▸ Suas tarefas:
1. No texto para análise, quantos dias Pollyanna passou nos Estados Unidos participando do campeonato de handebol?
2. Reproduza o trecho do texto para análise que começa em "Apesar de nunca" e termina em "(Foto: Raquel Morais/G1)".

'Minha irmã batia nela porque ela me chamava de mãe', lembra Marlene.
Hoje, a sobrinha dela tem 30 anos, é casada e tem três filhas.
Apesar de nunca ter engravidado, Marlene Pereira dos Santos, de 50
anos, sempre tem a casa cheia no dia das mães. A visita e o carinho
preferidos cabem à sobrinha Marcileia Pollyanna, que foi rejeitada pelos
pais por ter deficiência mental e traços de Síndrome de Down. A
moradora de Ceilândia, no Distrito Federal, assumiu a criação da menina mesmo ganhando apenas um salário mínimo a vida inteira como empregada doméstica.
O diagnóstico veio quando a criança tinha quatro meses. "Ela vivia
doentinha e precisou ser internada. Ficou mais de mês no hospital. Aí um
dia o médico disse para a minha irmã que ela teria que ser forte e
contou o motivo. E ela gritava: 'Eu tive filho normal, não tive filho
Down nenhum, não. Eu não quero essa menina'. Aquilo cortou meu coração",
lembra Marlene.
Laudos apontam deficiência mental e traços de síndrome de Down em Marcileia Pollyana (Foto: Raquel Morais/G1)
A tia decidiu garantir que, além de muito amor, a garota teria uma vida
como a de qualquer outra criança, respeitando as limitações dela.
Primeiro, procurou ajuda especializada: durante toda a infância,
Pollyanna foi acompanhada por psicólogos e neurologistas e tomou
medicamentos para combater crises convulsivas. Além disso, sempre
estudou em escolas de ensino especial e participou das atividades
oferecidas pelo colégio.
"A deficiência existe, claro, mas ela é só um detalhe quando se tem
amor. E sem amor não tem nada que dê certo, mesmo se a pessoa não tiver
deficiência", afirma. "Ela é meu maior orgulho. Já ajudei outras
sobrinhas, minha casa fica aberta para quem precisar de abrigo, mas ela é
diferente. Tenho certeza de que Deus a fez para mim. Eu a amo mais do
que tudo."
Foi graças ao esforço da tia que Pollyanna pôde, aos 17 anos, passar 21
dias participando de um campeonato de handebol nos Estados Unidos. A
jovem ganhou a vaga de goleira em um sorteio da escola, mas dependia de
conseguir a documentação a tempo e da assinatura da mãe biológica para
viajar. Coube a Marlene convencer a irmã.
"Pedi R$ 600 adiantado para a minha patroa, para poder tirar
passaporte, fazer as fotos e dar algum dinheirinho para ela, né. E
discuti com a minha irmã. Falei que ela não precisava se meter, que já
que nunca quis me dar a guarda, ao menos deixasse a menina viver. Ela
dizia que a filha não merecia. Insisti. Falei que eu cuidava de tudo.

▸ Dados extraídos:
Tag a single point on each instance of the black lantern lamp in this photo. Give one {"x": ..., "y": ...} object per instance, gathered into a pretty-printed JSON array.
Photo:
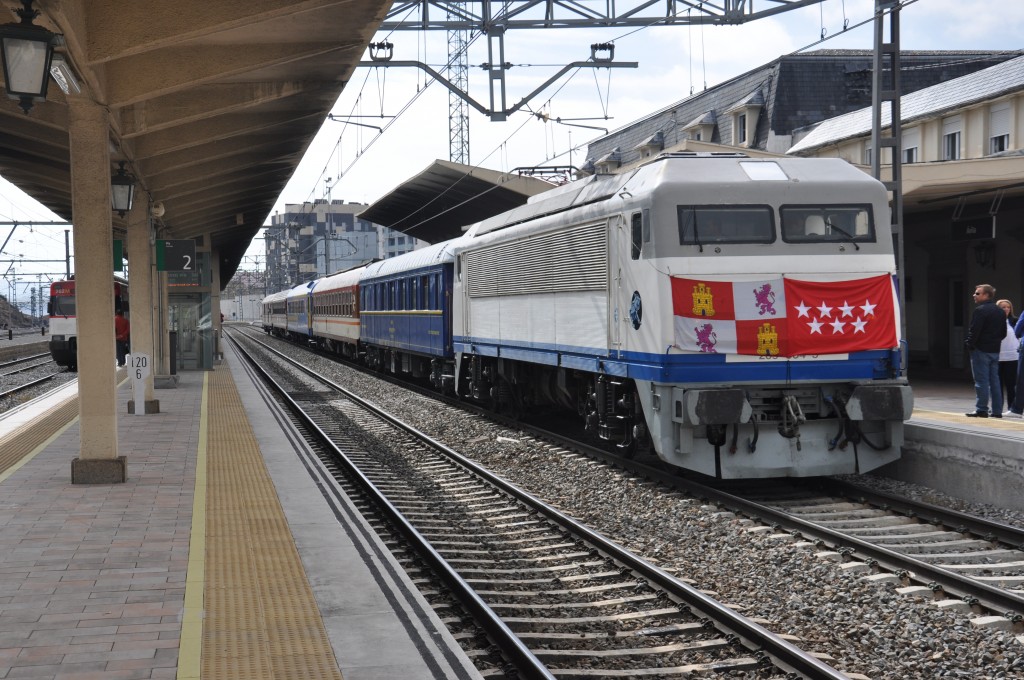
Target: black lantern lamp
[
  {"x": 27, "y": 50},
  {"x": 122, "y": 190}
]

---

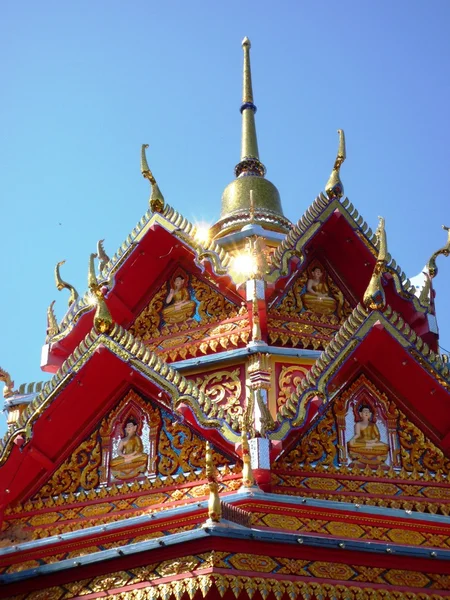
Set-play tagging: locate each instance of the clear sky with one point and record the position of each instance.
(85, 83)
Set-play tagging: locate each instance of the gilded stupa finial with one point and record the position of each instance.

▸ Respostas do exercício:
1. 21 dias.

2.
Apesar de nunca ter engravidado, Marlene Pereira dos Santos, de 50
anos, sempre tem a casa cheia no dia das mães. A visita e o carinho
preferidos cabem à sobrinha Marcileia Pollyanna, que foi rejeitada pelos
pais por ter deficiência mental e traços de Síndrome de Down. A
moradora de Ceilândia, no Distrito Federal, assumiu a criação da menina mesmo ganhando apenas um salário mínimo a vida inteira como empregada doméstica.
O diagnóstico veio quando a criança tinha quatro meses. "Ela vivia
doentinha e precisou ser internada. Ficou mais de mês no hospital. Aí um
dia o médico disse para a minha irmã que ela teria que ser forte e
contou o motivo. E ela gritava: 'Eu tive filho normal, não tive filho
Down nenhum, não. Eu não quero essa menina'. Aquilo cortou meu coração",
lembra Marlene.
Laudos apontam deficiência mental e traços de síndrome de Down em Marcileia Pollyana (Foto: Raquel Morais/G1)